- Set tasks -
A. List every publication venue named in the postdoc job posting below.
B. According to the postdoc job posting below, what is the yearly gross salary and how is it paid?
C. Proceed with the postdoc job posting below, writing on from its final sentence.

- Document passage -
(begin)
Postdoc position - Research Fellow in AI Evaluation
Key details:
Position for at least 21 months (starting early 2025); extensions
beyond that period likely depending on results and associated
projects.
Salary will be 42000 EUR (gross salary per year distributed into
12+2 pays).
Job will be located at VRAIN (Technical University of Valencia),
one of the largest AI research centres in Europe.
Working environment:
This is an exciting opportunity to join a leading research team in
AI evaluation, enjoying an international atmosphere with a network
of collaborations world-wide and playing a major role steering the
community (e.g.,
aievaluation.substack.com) with recent
publications in top venues such as Nature, Science, NeurIPS, AAAI
and IJCAI. The candidate will work alongside the DMIP team at
VRAIN, under the direction of Jose Hernandez-Orallo
(
josephorallo.webs.upv.es).
Research details:
- The low predictability of AI systems is a challenge that has
been intensified by the widespread use of general-purpose AI,
now directly used for thousands of tasks by millions of
people, in an unprecedented upturn in AI penetration. Yet
users cannot anticipate whether the system is going to be
valid for a new task instance. This is an urgent need that
requires a better evaluation of the capabilities and safety
of AI systems.
(end)
- Data provided -
(begin)
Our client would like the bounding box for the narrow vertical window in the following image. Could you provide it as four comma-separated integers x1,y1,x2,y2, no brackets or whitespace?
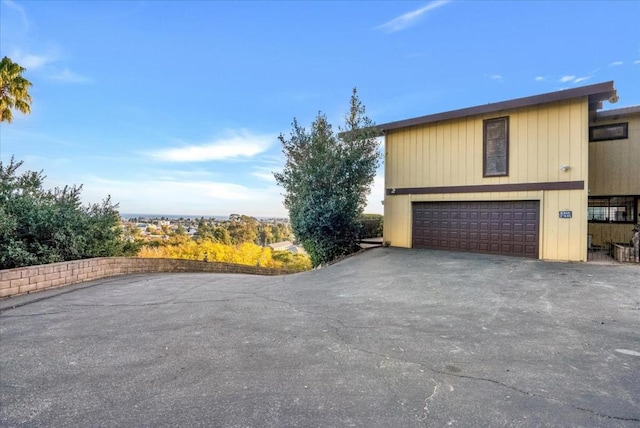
482,117,509,177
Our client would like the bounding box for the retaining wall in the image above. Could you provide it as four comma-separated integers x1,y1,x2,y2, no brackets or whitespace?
0,257,293,299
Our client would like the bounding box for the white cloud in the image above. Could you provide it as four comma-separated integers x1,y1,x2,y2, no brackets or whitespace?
11,50,55,71
364,173,384,214
251,171,276,183
573,76,591,83
2,0,29,30
48,68,92,83
77,177,287,216
147,130,274,162
559,75,593,83
377,0,450,33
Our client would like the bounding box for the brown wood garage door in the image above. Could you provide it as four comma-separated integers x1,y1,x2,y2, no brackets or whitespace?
413,201,540,258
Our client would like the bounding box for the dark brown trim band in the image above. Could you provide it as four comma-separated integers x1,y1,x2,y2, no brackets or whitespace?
377,81,617,132
386,181,584,195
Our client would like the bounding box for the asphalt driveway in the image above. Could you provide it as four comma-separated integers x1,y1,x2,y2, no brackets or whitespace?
0,248,640,427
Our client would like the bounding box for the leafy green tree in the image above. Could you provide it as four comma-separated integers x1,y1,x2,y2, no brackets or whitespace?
0,158,139,269
213,227,231,245
227,214,260,245
0,56,32,123
274,88,380,266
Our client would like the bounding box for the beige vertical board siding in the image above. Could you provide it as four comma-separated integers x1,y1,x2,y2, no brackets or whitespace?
589,114,640,196
383,195,411,248
385,98,592,260
386,100,588,188
541,190,587,261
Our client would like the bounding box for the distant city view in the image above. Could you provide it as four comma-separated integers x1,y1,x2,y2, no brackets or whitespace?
120,213,289,223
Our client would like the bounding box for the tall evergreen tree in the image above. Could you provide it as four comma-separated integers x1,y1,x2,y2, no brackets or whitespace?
274,88,380,266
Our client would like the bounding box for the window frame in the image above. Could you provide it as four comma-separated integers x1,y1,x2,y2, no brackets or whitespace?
482,116,509,177
589,122,629,143
587,195,638,224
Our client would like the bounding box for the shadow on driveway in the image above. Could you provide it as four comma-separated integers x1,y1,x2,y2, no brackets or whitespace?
0,248,640,427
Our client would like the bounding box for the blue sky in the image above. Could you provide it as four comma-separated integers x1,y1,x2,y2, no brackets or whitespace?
0,0,640,216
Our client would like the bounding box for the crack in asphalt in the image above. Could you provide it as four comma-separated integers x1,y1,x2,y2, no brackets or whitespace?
252,293,640,422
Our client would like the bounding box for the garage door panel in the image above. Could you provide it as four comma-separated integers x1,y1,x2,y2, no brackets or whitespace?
(end)
- Results for each task -
A. Nature, Science, NeurIPS, AAAI, IJCAI

B. 42000 EUR gross per year, paid in 12+2 installments.

C.
- In this context, the research fellow will perform
world-class research to understand the space of AI
predictability, its metrics, and evaluation, collecting
system, task and possibly user feedback data to train validity
predictors. These validity predictors anticipate a metric of
performance or safety given the context of use <system,
instance, user>. The main goal is to develop theoretical
and experimental research to conceptualise this space, and
build monitors that supervise AI systems.
- For the notion of Predictable AI, we suggest interested
candidates to have a look at arxiv.org/pdf/2310.06167.
More research context:
Other relevant papers that illustrate the kind of research we do:
- Evaluating General-Purpose AI
(ebooks.iospress.nl/doi/10.3233/FAIA240459). It focuses on how
to characterise GPAI, but it contains definitions of
capability, generality, subject characteristic curves, etc.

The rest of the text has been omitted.